What is required
In the passage about showing the horse Fender, what were his scores on Day 1 and on Day 3?

Text passage
▼

As it turns out, it was a great decision. Because Fender was pretty tight on Friday. Let’s be clear—Fender being tight does not make me fear for my life or the lives of others, because he’s an Incredibly Good Boy. But I did not get a lot of say in the execution of that first test. Bless Michael’s heart; in the warm-up, he kept saying, “Yeah, good! OK, good!” I just wanted to tell him: Dude. Seriously. I’m cool with the fact that this sucks. It’s all good.

By Saturday I got to drive about a quarter of the time, and by Sunday, I was totally the boss of Fender’s exhausted self, save one moment where, of course, just as I’ve come to the walk work, a flock of birds flies up from the canal (a Derby specialty); his brain returned promptly, and we carried on.

His scores went from 62 percent on Day 1 to almost 68 percent on Day 3, and that’s all still with MUCH greater possibilities at this level.

But that’s not why we’re showing. It’s back to Reason 2 now, mileage, proficiency, showing Fender what The Rest Of His Life is going to look like. We’ll do it again at the Global in two weeks. 

I’m questioning my convictions. I still believe that it’s absolutely not required that a horse demonstrate proficiency at every level on his way up to The Big Level, but maybe it’s more important to show them at those middle levels than I thought. Midge and Ella were both such ding-dongs as kids; they showed straight through. Fender is certainly more level-headed than they were at his age, but he can still clearly benefit from mileage. I guess I have my whole life to test the competing theories!

▲

Record excerpts
▼

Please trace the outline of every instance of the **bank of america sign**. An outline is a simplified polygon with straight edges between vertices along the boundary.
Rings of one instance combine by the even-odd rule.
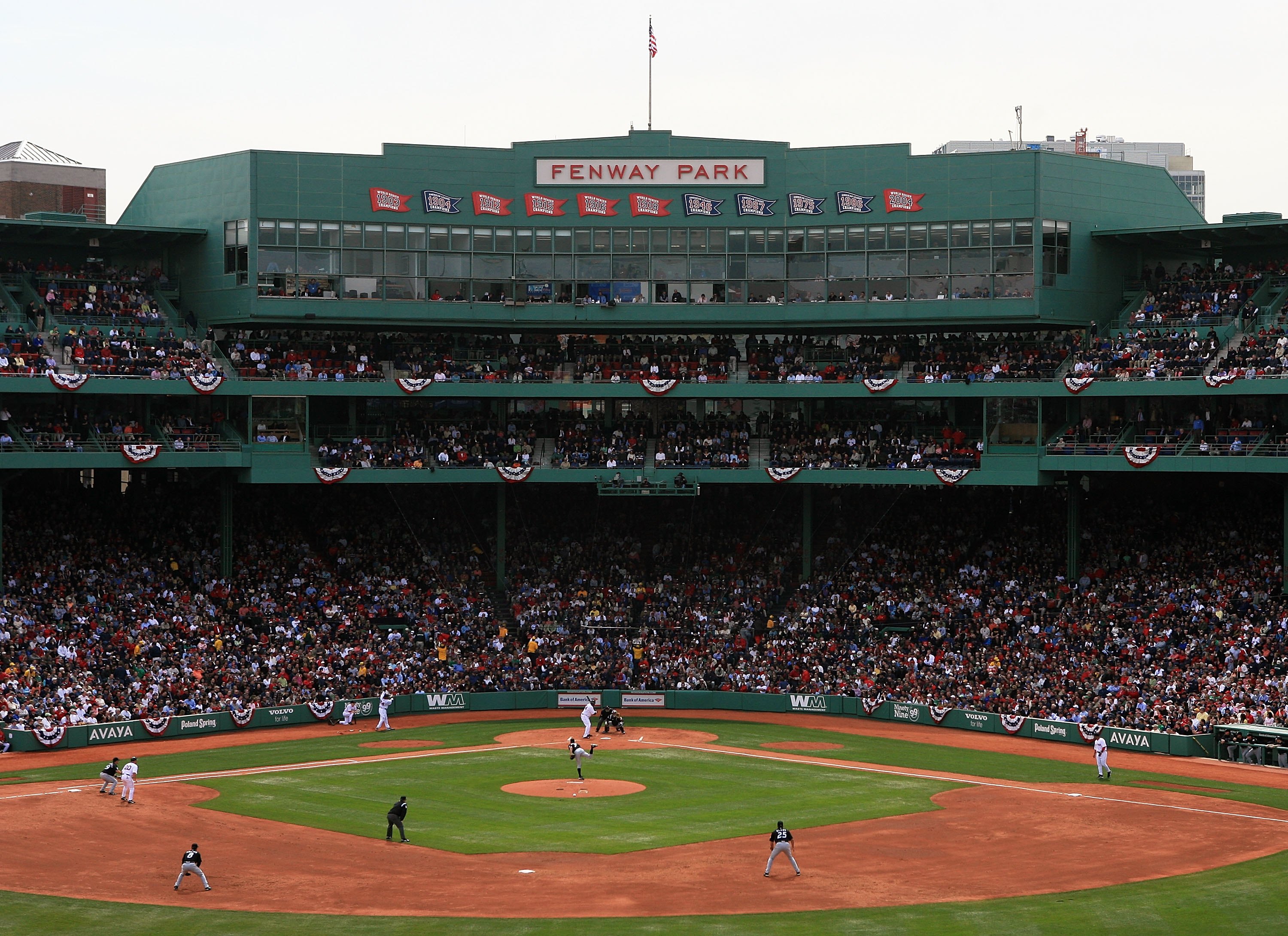
[[[764,160],[537,160],[538,185],[764,185]]]

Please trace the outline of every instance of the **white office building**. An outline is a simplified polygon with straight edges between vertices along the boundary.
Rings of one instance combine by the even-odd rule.
[[[989,153],[998,149],[1018,149],[1012,140],[948,140],[935,149],[936,156],[945,153]],[[1057,140],[1047,136],[1045,140],[1024,143],[1025,149],[1054,149],[1057,153],[1079,152],[1079,142],[1070,136]],[[1177,187],[1190,200],[1190,203],[1203,214],[1204,173],[1194,169],[1194,157],[1185,154],[1184,143],[1128,143],[1122,136],[1095,136],[1086,142],[1086,154],[1101,160],[1136,162],[1144,166],[1166,169]]]

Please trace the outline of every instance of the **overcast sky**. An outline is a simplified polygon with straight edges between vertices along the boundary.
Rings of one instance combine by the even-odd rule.
[[[1181,140],[1207,216],[1288,214],[1288,4],[836,0],[0,0],[0,142],[107,169],[115,220],[161,162],[240,149],[504,147],[653,126],[793,145]],[[1235,28],[1238,27],[1238,28]]]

▲

Solution
He scored 62 percent on Day 1 and almost 68 percent on Day 3.